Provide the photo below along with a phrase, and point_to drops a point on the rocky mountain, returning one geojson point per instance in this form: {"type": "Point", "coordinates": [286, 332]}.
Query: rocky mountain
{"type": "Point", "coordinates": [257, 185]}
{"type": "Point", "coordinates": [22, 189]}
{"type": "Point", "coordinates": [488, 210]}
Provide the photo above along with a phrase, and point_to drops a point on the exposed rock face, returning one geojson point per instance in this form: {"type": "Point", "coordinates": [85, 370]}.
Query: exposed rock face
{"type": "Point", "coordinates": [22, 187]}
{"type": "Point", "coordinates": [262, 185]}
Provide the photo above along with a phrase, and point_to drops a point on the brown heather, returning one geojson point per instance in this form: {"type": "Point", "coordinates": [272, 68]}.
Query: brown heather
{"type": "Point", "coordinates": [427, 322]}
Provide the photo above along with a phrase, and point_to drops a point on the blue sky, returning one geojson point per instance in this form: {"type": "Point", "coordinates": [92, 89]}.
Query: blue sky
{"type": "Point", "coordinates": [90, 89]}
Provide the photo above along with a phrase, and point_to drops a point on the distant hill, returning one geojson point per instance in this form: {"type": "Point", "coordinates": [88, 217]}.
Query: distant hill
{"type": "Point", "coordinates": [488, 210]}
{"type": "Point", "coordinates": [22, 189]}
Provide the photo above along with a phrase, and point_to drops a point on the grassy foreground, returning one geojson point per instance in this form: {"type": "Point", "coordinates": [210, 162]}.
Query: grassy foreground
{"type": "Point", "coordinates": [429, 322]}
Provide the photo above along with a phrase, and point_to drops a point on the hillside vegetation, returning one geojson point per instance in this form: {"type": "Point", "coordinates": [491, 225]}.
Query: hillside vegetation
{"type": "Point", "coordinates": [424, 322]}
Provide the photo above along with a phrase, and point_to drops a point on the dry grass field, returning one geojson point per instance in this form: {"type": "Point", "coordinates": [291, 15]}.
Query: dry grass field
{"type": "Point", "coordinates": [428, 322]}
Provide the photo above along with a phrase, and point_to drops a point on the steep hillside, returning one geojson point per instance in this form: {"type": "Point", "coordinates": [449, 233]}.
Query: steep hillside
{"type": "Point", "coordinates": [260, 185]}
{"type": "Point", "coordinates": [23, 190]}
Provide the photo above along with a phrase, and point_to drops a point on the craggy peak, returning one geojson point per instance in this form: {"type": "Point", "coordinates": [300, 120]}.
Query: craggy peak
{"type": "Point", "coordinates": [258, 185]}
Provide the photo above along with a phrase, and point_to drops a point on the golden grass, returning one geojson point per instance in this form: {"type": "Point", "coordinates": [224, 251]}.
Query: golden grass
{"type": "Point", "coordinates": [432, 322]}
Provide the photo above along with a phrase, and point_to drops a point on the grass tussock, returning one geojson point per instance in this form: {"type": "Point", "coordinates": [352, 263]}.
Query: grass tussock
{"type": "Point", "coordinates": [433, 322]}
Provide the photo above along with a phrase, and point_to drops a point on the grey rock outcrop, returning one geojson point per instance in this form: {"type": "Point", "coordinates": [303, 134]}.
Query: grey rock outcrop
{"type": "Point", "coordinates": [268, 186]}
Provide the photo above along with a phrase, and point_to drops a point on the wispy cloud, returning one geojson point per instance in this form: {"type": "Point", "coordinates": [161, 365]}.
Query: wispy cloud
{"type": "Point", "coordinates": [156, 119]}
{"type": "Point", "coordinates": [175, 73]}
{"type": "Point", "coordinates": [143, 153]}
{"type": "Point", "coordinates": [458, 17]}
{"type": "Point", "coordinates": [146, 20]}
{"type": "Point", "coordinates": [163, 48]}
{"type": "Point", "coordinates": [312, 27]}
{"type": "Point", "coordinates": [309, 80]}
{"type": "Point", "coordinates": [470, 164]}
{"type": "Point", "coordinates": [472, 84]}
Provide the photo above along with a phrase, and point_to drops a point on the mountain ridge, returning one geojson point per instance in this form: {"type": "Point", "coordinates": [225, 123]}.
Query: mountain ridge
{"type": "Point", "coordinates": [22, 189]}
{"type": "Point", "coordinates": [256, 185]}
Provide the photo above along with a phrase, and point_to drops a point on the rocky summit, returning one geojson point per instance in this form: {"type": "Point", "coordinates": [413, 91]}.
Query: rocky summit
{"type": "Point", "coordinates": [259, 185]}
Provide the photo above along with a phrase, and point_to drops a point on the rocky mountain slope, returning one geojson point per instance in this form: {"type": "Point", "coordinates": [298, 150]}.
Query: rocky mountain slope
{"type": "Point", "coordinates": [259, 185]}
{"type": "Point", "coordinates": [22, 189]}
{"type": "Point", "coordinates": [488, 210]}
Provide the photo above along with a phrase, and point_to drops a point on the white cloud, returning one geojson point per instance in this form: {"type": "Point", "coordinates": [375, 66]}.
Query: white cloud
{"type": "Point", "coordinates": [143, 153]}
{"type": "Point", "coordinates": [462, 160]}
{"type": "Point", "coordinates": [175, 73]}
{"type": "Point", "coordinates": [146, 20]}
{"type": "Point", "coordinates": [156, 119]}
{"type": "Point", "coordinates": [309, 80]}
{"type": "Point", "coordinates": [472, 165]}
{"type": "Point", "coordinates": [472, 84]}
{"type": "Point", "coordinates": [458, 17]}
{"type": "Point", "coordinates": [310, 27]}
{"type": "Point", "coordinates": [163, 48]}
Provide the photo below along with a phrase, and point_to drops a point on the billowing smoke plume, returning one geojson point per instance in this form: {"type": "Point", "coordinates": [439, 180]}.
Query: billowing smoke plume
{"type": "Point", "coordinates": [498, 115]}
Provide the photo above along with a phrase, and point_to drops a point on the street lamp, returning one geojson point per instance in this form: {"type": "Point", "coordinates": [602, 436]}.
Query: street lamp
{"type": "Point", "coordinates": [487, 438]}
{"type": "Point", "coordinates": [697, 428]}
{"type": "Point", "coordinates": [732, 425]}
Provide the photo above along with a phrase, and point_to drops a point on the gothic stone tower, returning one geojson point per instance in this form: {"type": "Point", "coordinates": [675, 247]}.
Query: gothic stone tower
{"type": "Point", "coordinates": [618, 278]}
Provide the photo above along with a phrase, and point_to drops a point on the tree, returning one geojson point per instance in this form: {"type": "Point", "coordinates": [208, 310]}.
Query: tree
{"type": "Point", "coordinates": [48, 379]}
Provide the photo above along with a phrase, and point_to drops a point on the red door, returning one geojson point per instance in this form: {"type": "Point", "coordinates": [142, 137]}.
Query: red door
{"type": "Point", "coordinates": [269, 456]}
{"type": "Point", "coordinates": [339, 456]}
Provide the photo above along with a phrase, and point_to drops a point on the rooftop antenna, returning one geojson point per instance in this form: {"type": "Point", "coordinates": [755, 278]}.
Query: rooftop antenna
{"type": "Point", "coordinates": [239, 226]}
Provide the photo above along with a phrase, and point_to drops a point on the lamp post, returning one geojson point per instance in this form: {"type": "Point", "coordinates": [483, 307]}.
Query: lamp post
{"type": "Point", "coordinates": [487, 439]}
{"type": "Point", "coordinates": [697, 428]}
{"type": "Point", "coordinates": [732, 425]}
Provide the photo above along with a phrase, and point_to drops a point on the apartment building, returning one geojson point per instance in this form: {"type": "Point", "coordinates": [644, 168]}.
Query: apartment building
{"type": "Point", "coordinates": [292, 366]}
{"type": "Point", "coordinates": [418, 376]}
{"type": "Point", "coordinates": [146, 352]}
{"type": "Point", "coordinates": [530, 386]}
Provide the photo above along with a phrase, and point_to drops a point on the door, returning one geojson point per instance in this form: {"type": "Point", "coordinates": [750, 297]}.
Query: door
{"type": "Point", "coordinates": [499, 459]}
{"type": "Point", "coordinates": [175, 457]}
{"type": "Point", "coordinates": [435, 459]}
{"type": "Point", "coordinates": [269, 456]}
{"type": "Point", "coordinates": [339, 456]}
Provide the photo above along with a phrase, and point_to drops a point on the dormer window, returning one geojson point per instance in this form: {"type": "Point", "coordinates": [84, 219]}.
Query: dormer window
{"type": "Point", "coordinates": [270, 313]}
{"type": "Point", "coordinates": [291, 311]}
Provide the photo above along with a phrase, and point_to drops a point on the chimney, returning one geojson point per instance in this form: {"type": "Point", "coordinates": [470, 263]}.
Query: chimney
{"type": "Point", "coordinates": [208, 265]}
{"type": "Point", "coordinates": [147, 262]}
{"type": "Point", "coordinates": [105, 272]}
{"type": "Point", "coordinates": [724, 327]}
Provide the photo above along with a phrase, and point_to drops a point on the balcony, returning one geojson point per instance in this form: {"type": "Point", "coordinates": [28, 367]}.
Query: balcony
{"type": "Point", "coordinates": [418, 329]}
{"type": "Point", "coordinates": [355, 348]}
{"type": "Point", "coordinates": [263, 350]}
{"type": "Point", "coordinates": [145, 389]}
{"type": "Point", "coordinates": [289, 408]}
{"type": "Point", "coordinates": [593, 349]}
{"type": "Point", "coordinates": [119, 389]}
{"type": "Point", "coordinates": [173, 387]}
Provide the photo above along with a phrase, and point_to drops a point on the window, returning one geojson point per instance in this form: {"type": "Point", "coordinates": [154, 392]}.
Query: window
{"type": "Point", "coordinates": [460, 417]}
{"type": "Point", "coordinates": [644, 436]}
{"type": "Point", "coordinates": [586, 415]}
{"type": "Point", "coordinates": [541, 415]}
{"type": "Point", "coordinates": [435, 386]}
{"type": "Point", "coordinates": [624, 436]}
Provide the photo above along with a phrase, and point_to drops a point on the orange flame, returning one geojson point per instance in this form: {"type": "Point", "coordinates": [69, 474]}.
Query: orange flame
*****
Each line from the one containing "the window, returning" to the end of the listing above must be printed exactly, and no other line may appear.

Provide the photo above along with a phrase, and point_to drops a point on the window, returning one geojson point per instance in this form: {"type": "Point", "coordinates": [154, 392]}.
Query: window
{"type": "Point", "coordinates": [460, 417]}
{"type": "Point", "coordinates": [644, 436]}
{"type": "Point", "coordinates": [586, 415]}
{"type": "Point", "coordinates": [541, 415]}
{"type": "Point", "coordinates": [435, 386]}
{"type": "Point", "coordinates": [624, 436]}
Provide the photo above along with a phrase, and point_to drops a point on the orange flame, returning one geojson point per instance in this form: {"type": "Point", "coordinates": [69, 474]}.
Query: orange flame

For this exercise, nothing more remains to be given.